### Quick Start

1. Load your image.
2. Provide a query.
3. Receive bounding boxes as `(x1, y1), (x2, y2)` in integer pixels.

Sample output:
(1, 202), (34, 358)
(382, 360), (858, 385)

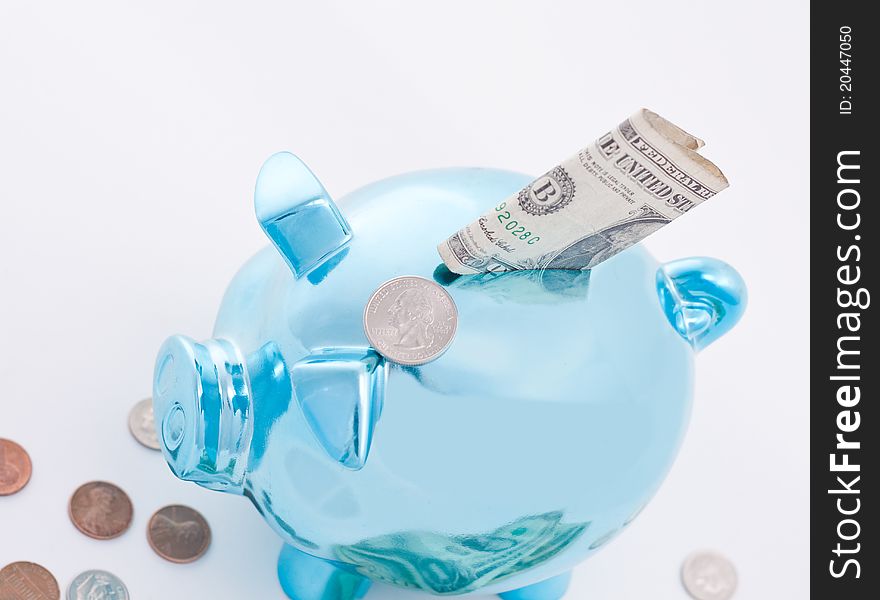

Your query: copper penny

* * *

Given problem:
Quote all of the material above verbatim, leaving out the picture.

Solved exercise:
### Quick Start

1. Load your image.
2. Provide a query.
3. Receive bounding boxes as `(x1, y1), (x2, y2)` in integer pixels.

Sample output:
(1, 202), (34, 358)
(382, 360), (858, 385)


Your query: copper penny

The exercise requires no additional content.